Exercise objective: Copy the listing from its first line through the line containing "504;296;566;600", substituting "red hair" for "dark hair" and leaving everything else unchanged.

Records to use:
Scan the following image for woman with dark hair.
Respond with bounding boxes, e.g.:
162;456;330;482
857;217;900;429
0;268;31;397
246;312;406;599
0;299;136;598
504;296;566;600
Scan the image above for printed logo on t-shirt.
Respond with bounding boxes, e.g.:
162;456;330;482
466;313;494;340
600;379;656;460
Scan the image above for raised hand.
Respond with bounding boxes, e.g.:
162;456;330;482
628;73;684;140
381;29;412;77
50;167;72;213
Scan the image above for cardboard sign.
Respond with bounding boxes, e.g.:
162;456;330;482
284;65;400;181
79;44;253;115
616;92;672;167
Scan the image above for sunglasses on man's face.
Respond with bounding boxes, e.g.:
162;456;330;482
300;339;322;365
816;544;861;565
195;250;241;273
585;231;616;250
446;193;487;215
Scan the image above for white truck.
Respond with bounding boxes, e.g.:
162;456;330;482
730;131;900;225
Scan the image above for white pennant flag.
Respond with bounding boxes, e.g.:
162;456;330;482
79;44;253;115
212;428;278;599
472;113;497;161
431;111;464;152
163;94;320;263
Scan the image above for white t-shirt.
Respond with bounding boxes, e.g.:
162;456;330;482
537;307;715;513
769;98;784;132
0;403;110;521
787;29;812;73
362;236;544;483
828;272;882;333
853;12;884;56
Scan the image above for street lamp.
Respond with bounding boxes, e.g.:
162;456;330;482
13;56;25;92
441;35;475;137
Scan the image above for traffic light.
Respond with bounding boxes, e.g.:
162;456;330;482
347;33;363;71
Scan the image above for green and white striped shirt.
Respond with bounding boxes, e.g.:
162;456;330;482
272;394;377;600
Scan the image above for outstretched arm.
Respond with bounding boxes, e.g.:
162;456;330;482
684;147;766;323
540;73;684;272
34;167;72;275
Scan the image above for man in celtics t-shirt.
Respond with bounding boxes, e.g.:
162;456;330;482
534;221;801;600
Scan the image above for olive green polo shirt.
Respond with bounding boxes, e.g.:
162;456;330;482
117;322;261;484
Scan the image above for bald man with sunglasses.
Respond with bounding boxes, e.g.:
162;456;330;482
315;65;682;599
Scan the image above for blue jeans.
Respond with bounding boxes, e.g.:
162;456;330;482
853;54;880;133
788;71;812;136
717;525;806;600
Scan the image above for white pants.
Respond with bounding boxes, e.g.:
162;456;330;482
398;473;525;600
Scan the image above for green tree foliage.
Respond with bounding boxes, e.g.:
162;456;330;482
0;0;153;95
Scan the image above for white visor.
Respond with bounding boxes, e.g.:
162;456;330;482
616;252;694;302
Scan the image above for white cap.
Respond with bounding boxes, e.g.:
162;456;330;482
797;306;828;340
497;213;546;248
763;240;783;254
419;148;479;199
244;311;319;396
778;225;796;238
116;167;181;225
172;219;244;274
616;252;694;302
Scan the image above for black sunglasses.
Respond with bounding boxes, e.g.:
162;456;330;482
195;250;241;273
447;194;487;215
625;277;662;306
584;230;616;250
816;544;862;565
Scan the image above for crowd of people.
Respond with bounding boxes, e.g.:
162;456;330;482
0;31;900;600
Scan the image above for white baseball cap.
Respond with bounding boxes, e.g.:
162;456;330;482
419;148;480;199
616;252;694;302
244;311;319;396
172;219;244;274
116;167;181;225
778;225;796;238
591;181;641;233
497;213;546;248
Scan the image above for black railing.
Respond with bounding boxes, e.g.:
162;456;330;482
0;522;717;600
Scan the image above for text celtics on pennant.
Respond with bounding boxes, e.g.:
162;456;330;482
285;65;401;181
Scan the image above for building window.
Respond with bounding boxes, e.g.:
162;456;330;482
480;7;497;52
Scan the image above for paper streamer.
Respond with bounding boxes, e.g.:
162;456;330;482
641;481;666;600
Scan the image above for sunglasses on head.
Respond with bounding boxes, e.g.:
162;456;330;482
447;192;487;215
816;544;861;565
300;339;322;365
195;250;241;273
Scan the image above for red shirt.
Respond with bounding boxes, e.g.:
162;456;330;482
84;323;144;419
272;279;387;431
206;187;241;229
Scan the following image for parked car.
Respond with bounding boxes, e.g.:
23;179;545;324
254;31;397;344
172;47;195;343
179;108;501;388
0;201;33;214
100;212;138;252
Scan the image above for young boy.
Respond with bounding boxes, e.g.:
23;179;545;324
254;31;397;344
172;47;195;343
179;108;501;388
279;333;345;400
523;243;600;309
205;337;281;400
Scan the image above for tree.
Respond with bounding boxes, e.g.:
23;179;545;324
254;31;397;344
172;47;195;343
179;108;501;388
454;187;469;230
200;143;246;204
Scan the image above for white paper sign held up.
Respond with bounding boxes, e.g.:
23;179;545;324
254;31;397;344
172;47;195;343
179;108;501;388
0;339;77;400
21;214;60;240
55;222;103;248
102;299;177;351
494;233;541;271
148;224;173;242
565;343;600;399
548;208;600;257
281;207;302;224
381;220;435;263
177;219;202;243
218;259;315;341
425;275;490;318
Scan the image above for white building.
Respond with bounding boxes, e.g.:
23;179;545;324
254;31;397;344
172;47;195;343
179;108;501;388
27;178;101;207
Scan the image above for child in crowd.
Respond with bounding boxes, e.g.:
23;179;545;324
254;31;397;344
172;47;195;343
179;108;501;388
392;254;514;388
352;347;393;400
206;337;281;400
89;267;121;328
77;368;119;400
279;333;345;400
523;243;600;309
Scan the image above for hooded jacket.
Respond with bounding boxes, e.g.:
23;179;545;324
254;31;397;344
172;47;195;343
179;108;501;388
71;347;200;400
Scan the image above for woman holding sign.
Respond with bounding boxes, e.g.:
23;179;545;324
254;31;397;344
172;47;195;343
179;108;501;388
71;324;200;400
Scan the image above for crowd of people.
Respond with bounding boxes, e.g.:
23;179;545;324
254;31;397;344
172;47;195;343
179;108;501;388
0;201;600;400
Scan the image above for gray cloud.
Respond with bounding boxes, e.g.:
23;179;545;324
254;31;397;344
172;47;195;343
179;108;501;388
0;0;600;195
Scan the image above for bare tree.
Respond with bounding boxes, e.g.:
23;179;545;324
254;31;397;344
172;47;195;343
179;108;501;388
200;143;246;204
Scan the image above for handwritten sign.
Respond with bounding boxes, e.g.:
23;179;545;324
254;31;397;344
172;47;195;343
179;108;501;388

Task answer:
Scan the following image for woman with red hair.
Respond with bounding boxes, e.g.:
162;456;330;482
857;217;900;429
0;268;31;397
246;312;406;599
0;299;136;598
504;296;566;600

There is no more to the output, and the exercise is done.